Objective:
Identify and copy every line of the items that holds the word "tent". Case counts.

— Begin Entries —

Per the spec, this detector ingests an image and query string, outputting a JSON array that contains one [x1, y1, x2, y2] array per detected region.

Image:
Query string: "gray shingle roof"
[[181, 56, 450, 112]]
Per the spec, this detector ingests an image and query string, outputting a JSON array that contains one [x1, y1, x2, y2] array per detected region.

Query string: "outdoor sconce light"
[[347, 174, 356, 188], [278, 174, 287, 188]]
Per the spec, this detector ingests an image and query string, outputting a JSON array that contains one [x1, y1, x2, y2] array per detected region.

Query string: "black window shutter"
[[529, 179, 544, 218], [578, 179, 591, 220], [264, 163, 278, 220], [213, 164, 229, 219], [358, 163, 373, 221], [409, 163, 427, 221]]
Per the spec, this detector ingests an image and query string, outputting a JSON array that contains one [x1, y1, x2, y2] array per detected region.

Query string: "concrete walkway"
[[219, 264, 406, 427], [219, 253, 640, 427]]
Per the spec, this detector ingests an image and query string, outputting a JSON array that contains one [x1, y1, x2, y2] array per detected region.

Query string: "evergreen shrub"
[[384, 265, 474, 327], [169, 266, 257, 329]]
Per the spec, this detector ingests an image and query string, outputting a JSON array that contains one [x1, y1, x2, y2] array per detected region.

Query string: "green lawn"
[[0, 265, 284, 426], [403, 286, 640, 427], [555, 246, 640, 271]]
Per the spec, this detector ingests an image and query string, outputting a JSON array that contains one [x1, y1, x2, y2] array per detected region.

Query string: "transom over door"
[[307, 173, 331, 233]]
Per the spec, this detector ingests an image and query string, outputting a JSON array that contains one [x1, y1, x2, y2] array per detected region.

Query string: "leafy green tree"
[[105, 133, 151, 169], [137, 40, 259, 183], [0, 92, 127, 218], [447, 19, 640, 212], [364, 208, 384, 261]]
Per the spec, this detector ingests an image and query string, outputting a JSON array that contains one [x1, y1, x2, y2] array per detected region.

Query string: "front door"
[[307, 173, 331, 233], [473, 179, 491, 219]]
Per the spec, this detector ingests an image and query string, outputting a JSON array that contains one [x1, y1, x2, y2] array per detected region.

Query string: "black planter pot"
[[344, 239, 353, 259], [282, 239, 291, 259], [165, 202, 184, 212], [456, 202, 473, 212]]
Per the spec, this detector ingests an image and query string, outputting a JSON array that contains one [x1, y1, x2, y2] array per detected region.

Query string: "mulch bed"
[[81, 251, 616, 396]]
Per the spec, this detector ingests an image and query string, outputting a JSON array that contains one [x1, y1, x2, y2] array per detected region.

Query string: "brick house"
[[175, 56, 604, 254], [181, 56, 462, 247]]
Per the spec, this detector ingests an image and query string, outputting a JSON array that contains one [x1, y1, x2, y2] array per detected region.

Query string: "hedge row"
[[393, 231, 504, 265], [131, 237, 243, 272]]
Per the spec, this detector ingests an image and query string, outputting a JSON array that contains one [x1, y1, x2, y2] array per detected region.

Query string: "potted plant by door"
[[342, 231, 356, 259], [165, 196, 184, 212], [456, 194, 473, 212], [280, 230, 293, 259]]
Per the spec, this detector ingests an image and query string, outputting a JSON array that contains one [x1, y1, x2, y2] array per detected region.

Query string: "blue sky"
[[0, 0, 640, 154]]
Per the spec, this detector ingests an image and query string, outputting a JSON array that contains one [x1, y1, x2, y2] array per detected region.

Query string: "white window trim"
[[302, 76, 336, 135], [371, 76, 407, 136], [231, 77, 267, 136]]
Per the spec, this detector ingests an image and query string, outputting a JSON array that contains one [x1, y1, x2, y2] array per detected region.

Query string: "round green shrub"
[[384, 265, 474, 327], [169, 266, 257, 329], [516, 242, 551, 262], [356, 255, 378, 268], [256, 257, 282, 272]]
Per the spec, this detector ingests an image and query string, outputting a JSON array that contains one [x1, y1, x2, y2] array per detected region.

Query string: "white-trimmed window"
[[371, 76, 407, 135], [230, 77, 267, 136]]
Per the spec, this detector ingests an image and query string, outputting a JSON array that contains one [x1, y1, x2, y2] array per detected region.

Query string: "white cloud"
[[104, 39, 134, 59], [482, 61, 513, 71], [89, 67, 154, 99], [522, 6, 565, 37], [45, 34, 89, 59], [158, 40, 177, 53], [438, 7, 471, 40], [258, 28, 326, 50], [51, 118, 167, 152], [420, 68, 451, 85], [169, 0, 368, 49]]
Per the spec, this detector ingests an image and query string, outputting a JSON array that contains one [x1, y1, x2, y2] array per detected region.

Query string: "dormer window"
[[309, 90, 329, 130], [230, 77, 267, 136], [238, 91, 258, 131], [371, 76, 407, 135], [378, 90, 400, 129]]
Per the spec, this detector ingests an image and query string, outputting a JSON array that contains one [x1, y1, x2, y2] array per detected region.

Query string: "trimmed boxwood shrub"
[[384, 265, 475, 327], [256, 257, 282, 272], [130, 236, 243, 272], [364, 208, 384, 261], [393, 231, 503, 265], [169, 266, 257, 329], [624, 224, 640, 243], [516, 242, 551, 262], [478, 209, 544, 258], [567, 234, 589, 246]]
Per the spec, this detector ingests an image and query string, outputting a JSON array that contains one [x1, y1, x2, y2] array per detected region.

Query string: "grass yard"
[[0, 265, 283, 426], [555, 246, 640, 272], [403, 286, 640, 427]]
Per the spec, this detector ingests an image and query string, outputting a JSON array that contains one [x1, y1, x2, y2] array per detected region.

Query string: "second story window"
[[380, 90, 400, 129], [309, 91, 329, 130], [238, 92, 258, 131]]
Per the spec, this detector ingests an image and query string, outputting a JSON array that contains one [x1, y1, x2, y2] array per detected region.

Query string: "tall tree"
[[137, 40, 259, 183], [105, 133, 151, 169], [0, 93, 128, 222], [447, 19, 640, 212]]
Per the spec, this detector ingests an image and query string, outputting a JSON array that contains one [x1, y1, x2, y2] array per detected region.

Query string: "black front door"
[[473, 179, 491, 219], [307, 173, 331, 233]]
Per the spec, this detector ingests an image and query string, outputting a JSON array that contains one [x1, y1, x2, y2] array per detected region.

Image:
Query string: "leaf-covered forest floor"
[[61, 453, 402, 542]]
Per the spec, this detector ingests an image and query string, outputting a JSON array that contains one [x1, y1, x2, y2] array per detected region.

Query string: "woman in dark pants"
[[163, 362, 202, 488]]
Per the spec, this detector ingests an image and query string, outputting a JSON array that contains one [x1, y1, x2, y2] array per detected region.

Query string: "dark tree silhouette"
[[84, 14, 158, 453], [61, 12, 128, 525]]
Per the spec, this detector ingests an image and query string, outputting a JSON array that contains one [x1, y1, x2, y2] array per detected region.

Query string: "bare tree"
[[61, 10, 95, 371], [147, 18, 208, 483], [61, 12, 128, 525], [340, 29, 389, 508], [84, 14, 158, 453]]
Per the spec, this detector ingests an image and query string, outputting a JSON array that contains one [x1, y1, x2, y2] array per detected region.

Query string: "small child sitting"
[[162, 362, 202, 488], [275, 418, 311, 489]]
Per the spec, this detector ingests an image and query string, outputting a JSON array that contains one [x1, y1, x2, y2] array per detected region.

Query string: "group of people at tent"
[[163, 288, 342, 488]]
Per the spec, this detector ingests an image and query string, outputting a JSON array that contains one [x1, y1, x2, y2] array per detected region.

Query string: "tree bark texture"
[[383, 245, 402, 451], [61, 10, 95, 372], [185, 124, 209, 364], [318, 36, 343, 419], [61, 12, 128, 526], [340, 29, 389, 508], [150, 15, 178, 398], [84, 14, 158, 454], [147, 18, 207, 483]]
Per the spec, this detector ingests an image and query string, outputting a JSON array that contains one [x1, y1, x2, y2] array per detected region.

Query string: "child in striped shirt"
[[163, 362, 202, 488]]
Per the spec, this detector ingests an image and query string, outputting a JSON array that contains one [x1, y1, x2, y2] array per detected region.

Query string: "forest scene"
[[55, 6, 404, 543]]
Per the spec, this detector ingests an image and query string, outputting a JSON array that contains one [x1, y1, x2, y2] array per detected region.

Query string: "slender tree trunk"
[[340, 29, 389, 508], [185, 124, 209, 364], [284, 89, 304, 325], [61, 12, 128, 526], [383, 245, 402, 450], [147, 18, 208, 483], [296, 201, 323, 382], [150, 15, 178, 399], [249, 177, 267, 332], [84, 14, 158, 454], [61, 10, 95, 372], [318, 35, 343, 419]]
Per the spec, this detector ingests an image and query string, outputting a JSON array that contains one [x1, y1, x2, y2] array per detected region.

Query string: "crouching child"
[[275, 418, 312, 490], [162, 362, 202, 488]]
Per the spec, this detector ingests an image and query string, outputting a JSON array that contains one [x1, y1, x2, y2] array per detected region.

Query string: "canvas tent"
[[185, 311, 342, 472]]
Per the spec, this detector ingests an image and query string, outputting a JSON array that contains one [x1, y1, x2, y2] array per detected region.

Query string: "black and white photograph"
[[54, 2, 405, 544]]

— End Entries —

Complete output:
Query string: "group of people at tent"
Query string: "canvas tent"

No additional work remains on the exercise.